━━━━━ Input
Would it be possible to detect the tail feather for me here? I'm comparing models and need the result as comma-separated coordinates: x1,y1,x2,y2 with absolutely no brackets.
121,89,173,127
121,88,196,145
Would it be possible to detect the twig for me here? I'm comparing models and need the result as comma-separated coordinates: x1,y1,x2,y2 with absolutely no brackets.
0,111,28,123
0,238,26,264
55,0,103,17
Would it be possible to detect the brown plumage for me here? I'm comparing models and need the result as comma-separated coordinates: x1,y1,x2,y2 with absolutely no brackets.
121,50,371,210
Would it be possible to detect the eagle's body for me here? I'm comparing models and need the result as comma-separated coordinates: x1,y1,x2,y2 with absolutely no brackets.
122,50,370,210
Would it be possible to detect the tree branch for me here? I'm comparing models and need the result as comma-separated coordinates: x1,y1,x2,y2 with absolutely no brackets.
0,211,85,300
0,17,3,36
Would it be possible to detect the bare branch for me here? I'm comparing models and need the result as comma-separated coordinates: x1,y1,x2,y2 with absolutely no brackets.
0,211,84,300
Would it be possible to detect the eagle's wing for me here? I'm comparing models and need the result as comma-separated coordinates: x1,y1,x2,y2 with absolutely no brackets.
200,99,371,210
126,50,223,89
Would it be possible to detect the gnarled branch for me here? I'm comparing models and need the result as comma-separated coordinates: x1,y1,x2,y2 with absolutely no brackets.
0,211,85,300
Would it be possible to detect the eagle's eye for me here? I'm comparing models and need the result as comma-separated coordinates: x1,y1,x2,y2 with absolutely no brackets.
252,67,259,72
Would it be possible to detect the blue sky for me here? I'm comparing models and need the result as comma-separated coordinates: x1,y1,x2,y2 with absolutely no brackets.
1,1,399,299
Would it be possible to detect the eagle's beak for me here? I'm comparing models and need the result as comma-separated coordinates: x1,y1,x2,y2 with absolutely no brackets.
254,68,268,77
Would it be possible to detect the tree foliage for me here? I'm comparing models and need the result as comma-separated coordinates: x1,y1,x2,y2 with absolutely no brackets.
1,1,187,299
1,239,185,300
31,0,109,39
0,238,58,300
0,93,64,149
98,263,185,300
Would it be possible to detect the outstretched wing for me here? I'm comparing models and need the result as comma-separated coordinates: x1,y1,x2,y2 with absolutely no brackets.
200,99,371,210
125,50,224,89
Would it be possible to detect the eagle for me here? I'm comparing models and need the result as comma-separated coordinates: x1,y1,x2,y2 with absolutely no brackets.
━━━━━━━━━━
__The task__
Would you restate all of the material, word for word?

__Result below__
Would it be possible to detect the tail feather for me here? I'm comparing models and need the result as comma-separated coordinates: x1,y1,x2,y2 with absolutely no brackets.
121,89,173,127
121,88,196,145
Would it be possible to detect the twig for me here? I'm comparing models and need the result as comma-separated coordinates: x1,y1,x2,y2 with absolutely no brackets.
0,111,28,123
0,238,26,264
55,0,103,17
Would it be possible to detect the brown plumage for me here? I'm comparing models and need the result as comma-separated coordinates: x1,y1,x2,y2 with absolutely no brackets.
121,50,371,210
Would it be possible to detect the eagle's body for me here? I'm comparing models and need the result as comma-separated coordinates: x1,y1,x2,y2 with absolutely no brackets.
122,50,370,210
Would it be possible to detect the tree branch for me here? I'm comparing models and need the result as comma-separated coordinates: x1,y1,x2,y2 with absolutely no brackets.
0,211,85,300
0,17,3,36
Would it be possible to detect the bare branch for me here? I'm comparing models and need the result as comma-separated coordinates: x1,y1,x2,y2 with absolutely no brackets.
0,211,84,300
Would it be possible to detect the eagle's wing for me here? I'm comparing models and need the result as comma-separated coordinates: x1,y1,x2,y2 with absolutely no brackets.
200,99,371,210
126,50,223,89
Would it be possible to detect the gnarled branch for me here? I'm comparing models and need the result as comma-separated coordinates: x1,y1,x2,y2 with absolutely no brackets.
0,211,85,300
Would it be possible to detect the eagle's eye for me here? I'm comparing models and need the result as comma-separated coordinates: x1,y1,x2,y2 with absolutely no brackets.
252,67,259,72
Would it be possible to detect the blue sky for me here? I'm comparing models and need the result as comma-separated coordinates: x1,y1,x2,y2 with absolutely no brackets.
1,1,399,299
Would it be possible to detect the eagle's beak for me here? I'm comparing models and need the result as comma-separated coordinates: x1,y1,x2,y2 with absolutely no brackets.
254,68,268,77
Would it be possible to detect the tree foliage for me here? I'm comparing models and need the result as comma-separated coordinates: x1,y1,x2,y2 with absolutely no brackets.
1,1,187,299
1,239,185,300
31,0,109,39
0,238,58,300
0,93,64,149
98,263,185,300
Would it be possible to detect the outstretched wing for me here? I'm comparing models and need the result as comma-separated coordinates: x1,y1,x2,y2 with absolutely no brackets.
200,99,371,210
125,50,224,89
Would it be possible to detect the eagle for me here? I'm comparing models and need the result as comma-separated coordinates: x1,y1,x2,y2 with absolutely no brackets.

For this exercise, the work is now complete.